[Start of DATA]

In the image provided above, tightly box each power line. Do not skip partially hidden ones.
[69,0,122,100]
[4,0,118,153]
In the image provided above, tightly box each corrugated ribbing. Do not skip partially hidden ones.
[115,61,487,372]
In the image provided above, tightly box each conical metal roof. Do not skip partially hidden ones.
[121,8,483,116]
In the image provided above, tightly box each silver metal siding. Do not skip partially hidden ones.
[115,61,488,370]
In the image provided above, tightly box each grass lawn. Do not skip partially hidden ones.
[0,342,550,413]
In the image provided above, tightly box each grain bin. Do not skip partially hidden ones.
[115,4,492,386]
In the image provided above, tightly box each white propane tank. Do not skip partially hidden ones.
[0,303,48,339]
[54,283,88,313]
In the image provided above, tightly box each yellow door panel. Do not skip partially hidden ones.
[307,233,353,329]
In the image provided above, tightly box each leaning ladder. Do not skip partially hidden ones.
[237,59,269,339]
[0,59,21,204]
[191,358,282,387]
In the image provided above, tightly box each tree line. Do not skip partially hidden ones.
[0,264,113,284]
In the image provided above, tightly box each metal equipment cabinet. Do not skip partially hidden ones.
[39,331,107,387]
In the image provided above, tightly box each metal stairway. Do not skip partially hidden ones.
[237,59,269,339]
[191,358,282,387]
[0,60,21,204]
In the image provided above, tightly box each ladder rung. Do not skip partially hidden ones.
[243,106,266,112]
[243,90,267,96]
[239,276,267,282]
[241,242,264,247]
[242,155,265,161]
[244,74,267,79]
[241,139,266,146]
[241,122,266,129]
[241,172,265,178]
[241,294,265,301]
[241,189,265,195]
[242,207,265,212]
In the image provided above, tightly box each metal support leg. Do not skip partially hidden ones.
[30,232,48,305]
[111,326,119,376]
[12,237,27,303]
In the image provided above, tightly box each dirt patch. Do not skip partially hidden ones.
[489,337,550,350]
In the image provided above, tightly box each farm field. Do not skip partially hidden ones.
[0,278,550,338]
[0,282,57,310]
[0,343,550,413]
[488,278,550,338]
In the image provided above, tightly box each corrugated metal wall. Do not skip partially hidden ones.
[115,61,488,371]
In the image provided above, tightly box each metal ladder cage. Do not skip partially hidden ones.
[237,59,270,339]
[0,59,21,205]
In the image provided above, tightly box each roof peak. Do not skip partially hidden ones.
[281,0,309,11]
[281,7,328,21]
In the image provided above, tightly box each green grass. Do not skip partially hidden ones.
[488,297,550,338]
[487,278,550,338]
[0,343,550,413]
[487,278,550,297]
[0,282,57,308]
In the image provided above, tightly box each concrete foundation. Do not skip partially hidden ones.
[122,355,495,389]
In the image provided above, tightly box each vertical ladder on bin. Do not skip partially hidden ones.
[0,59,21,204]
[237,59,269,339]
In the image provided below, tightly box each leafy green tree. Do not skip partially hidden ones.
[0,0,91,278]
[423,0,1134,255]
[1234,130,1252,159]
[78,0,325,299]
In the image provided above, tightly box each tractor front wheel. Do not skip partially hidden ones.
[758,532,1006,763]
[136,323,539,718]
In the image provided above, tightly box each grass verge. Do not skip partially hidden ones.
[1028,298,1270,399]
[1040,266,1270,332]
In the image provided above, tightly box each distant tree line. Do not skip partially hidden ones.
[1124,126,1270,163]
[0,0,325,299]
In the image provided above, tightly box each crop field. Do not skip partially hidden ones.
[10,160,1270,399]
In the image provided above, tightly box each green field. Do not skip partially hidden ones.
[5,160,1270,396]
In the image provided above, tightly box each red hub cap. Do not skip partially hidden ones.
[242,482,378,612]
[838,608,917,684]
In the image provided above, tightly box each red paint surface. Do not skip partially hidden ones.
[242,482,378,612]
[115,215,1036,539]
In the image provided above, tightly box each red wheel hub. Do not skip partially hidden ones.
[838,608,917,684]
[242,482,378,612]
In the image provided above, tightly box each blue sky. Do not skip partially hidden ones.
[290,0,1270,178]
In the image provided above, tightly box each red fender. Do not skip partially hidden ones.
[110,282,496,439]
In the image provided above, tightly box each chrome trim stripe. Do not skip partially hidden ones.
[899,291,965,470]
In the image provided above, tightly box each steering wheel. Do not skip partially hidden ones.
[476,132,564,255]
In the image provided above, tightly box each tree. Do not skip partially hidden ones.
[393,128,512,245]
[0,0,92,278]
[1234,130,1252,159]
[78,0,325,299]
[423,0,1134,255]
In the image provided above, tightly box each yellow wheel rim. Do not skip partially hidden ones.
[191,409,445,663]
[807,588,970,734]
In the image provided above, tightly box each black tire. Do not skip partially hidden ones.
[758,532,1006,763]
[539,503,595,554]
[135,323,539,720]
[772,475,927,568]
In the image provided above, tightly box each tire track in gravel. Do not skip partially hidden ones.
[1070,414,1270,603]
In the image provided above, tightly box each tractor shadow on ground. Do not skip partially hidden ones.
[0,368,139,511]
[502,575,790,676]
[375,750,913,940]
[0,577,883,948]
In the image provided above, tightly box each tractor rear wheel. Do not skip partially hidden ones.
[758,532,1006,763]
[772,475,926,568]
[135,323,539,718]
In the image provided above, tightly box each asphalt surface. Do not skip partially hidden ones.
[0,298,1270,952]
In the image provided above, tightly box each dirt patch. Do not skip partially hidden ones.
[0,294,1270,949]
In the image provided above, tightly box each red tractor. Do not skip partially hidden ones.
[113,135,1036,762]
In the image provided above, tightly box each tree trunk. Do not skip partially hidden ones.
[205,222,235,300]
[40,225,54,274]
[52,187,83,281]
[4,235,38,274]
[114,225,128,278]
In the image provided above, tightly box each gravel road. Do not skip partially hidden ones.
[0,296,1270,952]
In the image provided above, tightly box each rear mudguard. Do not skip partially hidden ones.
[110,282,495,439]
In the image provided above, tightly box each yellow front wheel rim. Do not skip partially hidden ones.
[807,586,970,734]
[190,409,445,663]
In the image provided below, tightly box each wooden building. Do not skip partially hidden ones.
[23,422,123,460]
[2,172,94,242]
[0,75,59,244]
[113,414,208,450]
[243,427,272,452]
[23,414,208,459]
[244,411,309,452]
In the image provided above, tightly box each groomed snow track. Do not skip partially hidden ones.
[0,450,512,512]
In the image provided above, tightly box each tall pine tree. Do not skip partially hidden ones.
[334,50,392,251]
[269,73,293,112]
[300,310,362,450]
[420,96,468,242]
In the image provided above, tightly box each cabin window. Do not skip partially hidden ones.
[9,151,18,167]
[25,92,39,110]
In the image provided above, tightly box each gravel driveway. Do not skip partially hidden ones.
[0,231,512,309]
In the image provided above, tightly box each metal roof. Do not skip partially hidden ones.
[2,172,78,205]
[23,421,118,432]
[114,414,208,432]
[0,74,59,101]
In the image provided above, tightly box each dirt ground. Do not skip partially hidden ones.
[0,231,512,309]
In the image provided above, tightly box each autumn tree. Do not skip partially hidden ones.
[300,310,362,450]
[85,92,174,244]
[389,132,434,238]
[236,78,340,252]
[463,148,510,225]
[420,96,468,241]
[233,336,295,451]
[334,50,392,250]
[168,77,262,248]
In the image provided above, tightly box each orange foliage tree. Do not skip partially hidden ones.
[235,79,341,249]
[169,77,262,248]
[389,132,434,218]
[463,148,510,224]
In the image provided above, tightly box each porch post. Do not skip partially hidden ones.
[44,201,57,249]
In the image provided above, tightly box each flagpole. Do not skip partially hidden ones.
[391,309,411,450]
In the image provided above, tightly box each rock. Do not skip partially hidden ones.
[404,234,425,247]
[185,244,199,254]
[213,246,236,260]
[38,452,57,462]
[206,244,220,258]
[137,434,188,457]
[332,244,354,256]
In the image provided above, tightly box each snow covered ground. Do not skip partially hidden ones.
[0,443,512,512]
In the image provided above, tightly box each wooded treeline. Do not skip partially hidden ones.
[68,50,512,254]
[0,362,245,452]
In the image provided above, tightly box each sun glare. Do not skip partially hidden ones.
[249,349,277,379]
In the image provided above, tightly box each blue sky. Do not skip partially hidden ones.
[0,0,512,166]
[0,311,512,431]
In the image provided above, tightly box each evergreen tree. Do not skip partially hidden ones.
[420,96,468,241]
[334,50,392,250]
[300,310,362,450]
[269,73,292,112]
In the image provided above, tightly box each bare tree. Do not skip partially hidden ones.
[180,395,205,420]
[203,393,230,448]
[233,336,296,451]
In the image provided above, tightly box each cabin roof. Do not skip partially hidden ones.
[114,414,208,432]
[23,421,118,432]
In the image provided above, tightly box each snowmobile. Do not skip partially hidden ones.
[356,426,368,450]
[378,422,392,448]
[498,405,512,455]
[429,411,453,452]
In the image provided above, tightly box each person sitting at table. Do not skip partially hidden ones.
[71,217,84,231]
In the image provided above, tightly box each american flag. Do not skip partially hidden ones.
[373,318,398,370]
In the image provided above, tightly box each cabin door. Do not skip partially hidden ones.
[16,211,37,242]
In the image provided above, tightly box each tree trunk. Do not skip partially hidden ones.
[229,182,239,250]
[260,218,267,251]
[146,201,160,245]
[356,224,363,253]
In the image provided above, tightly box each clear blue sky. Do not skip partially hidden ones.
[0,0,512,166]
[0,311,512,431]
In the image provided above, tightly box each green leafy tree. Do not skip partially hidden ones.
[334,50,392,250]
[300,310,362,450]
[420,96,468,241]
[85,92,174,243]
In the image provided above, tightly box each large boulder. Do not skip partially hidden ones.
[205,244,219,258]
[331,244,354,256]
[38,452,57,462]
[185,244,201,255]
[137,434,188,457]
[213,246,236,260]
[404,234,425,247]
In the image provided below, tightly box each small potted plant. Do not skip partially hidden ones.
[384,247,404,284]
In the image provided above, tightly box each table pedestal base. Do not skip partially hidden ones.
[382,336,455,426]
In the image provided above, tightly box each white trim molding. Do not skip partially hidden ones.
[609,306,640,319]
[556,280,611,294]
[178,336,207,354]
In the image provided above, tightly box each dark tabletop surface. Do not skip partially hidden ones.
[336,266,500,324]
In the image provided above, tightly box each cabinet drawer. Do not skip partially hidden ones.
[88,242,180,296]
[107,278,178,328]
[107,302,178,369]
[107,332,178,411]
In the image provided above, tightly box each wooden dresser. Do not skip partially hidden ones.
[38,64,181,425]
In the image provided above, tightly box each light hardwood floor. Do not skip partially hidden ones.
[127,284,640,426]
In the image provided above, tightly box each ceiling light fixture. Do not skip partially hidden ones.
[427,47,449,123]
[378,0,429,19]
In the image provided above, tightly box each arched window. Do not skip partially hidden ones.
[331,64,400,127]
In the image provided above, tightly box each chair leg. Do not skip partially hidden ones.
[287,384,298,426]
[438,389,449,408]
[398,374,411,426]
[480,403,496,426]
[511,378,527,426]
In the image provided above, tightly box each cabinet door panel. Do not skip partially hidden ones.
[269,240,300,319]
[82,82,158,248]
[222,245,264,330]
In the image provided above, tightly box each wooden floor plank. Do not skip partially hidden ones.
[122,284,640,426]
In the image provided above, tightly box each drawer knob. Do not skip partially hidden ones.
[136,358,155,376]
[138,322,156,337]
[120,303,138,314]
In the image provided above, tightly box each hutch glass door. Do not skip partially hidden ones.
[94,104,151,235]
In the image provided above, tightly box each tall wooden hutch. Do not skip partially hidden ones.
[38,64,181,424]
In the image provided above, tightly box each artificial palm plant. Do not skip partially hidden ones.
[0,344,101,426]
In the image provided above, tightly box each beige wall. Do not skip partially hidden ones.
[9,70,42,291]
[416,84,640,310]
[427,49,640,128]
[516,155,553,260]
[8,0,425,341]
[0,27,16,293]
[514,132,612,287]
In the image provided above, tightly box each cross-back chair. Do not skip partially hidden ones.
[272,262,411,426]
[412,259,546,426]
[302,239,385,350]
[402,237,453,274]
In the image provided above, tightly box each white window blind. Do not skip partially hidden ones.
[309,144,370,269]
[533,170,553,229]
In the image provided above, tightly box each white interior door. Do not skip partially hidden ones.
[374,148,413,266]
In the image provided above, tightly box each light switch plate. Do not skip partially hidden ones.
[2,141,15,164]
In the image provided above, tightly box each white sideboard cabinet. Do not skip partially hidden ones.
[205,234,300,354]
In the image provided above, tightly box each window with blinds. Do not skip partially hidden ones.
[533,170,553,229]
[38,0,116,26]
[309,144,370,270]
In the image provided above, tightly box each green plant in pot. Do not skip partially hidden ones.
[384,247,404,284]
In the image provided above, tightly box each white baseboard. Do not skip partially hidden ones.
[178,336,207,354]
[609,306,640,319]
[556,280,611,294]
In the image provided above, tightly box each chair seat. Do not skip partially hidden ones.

[End of DATA]

### WHAT IS REQUIRED
Give the items from the line with "In the image provided above, tightly box each vertical" up to and including the line with "[115,215,1036,539]" as a two-column CSV with the columns instruction and boxes. Include one row per item, and put each value in a single quoted field with its line breaks turned into spaces.

### OUTPUT
instruction,boxes
"In the image provided above, tightly box each vertical ladder on bin. Do not skip partially hidden ones.","[0,59,21,204] [237,59,269,339]"
"In the image provided below, tightly box each leafy green tree. Do not skip partially hidden ones.","[0,0,91,278] [423,0,1134,255] [1234,130,1252,159] [78,0,325,299]"
"In the image provided above, tightly box each tractor front wheel. Do not skip partially hidden ones.","[758,532,1006,763] [136,323,539,718]"
"In the image provided above, tightly box each grass verge. Do not skip partially hidden ones.","[1028,298,1270,399] [1040,266,1270,332]"
"In the image provided above, tightly box each distant tree line. Do not skip partially hidden ones.","[1124,126,1270,163] [0,0,325,299]"
"In the image provided above, tightly box each crop field. Do not skip partially hidden ones.","[10,160,1270,399]"
"In the image provided above, tightly box each green field. Do not skip partially hidden ones.","[5,160,1270,396]"
"In the image provided above, tightly box each red hub cap. Do not skip partially hidden ones.","[242,482,378,612] [838,608,917,684]"
"In the image provided above, tightly box each red paint surface. Do not skip partially hidden ones.","[242,482,378,612] [115,215,1036,539]"